EXTRACTED TEXT:

····················

Holotype fragment (botany)

Richard Pyle deepreef at BISHOPMUSEUM.ORG
Thu Jan 12 10:55:31 CST 2006


Paul van Rijckevorsel wrote:

> There is a practical reason for botanical usage. It is desirable to have
> different parts of the plant (leafs, flowers, fruits, etc) in the original
> material. These may not be present at the same time on the same
> plant, thus
> presenting problems in gathering these. When the plant is a tree, it is
> quite doable to gather these from a single individual at
> different times: a
> matter of documenting the place, nailing a numbered plaque to the
> tree, and
> returning later. However, it was disallowed to have such collections as a
> single specimen (and thus as a single type) because the same
> method applied
> to more ephemeral plants runs a substantial risk of 'mixed
> specimens' (IIRC
> there was a collector of succulent plants who really made a mess of this).
>
> So yes, there was a practical reason for this.

····················

Data for pointing to referring expressions
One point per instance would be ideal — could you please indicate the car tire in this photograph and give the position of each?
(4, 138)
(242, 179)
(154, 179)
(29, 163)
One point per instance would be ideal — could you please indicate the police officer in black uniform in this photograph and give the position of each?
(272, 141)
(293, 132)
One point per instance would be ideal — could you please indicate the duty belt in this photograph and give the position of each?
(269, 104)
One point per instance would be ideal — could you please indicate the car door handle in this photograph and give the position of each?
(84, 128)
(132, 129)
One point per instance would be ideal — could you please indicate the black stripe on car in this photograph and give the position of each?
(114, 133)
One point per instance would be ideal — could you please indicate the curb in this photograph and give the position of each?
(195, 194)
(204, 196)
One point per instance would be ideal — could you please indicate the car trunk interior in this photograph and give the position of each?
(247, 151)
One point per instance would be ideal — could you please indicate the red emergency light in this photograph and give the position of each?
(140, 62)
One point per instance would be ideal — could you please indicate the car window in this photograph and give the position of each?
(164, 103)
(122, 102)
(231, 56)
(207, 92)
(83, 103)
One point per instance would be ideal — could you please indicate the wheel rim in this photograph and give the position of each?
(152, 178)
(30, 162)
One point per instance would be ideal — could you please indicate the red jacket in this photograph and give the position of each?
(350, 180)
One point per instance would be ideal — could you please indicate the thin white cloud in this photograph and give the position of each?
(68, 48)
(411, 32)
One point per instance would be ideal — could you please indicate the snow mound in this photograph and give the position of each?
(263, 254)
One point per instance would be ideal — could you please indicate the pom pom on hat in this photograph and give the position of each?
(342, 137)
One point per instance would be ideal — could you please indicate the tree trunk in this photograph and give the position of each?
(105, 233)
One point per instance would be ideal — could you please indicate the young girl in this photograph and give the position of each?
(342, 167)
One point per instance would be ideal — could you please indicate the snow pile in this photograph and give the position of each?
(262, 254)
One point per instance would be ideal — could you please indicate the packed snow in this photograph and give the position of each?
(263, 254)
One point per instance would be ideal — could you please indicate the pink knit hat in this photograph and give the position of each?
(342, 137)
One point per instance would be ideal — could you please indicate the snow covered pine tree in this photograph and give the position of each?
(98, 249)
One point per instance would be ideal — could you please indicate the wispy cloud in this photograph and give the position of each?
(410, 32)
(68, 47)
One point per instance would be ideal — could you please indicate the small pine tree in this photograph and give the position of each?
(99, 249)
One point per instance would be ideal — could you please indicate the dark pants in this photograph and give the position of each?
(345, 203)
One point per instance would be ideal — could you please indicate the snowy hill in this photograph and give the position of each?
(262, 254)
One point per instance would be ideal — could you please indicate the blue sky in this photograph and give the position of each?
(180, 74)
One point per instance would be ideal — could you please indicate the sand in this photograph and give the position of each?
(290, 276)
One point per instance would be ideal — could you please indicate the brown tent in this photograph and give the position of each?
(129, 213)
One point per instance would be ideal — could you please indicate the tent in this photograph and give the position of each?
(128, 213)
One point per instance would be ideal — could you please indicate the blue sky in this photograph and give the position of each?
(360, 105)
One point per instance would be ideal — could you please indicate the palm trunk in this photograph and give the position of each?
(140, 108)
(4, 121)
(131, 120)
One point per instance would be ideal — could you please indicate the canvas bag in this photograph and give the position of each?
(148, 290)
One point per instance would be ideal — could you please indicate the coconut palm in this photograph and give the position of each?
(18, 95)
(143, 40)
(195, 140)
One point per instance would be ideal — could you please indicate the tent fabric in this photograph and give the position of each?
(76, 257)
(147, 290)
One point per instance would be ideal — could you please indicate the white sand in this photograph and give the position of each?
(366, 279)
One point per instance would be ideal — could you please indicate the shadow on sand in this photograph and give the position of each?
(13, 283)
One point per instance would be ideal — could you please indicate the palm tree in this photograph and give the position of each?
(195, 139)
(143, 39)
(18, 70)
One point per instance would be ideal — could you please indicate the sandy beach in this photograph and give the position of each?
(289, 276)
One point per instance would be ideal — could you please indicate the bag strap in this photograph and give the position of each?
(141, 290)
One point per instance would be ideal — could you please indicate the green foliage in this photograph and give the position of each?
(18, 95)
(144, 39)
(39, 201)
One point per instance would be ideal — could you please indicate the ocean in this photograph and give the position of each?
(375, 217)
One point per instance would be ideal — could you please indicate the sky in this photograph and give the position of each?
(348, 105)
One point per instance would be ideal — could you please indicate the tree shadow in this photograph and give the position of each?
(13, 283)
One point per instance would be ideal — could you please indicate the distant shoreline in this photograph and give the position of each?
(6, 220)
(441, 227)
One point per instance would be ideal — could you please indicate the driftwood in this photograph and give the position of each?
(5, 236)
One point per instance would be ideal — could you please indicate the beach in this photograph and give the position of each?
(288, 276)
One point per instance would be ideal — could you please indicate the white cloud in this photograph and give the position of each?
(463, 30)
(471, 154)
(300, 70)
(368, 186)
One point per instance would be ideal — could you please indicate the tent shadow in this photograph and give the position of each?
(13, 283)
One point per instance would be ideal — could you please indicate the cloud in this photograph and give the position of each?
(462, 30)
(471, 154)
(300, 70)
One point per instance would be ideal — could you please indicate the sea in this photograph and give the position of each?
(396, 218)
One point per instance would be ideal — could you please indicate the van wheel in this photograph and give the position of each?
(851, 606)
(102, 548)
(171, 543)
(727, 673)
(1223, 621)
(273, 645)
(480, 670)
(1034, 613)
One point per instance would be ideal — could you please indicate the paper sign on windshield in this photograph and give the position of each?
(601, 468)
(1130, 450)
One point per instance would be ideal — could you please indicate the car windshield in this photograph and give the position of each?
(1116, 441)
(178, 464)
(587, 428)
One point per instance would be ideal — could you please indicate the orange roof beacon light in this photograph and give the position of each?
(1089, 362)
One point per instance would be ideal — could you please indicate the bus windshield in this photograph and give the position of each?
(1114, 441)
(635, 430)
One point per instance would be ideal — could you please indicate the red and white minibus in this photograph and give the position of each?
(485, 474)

····················

WORK INSTRUCTIONS:
Carry on the mailing-list post about holotype fragments in botany from the point where it stops. The data have no connection to the post on holotype fragments in botany.

TASK RESPONSE:
I don't see the fundamental difference between botany and zoology on this.
It is equally desirable to have different lifestages of a given animal taxon
(larvae, males/females, juveniles/adults, etc.) in the original material.
This is not only inconvenient, but usually impossible to do within a single
individual organism.  Thus, in zoological practice, *one* individual is
selected as the name-bearing type; and the others are regarded as
non-name-bearing material (e.g., paratypes, etc.).

Or, are you saying that there is a greater risk in botany that multiple
parts derived from what is *believed* to be the same individual may turn out
not to be so? In other words, is it a common problem in botany that a
taxonomist wants to include a full set of seasonally disparate parts, and
thus collects the parts from what is *believed* to be the same tree over
different times, but later discovers an error in that parts were actually
acquired from more than one individual (=potentially more than one taxon)?
Analagous cases in zoology can happen with syntype series or composite
specimens, but these cases are rare and are handled by the Code.

It seems to me that the only biologically-based rationale for the difference
between botanical and zoological practice is the relative frequency with
which there is substantial ambiguity in what constitutes a "single
individual organism".  This is a problem for both kingdoms, but evidently a
more frequent problem in plants than in animals.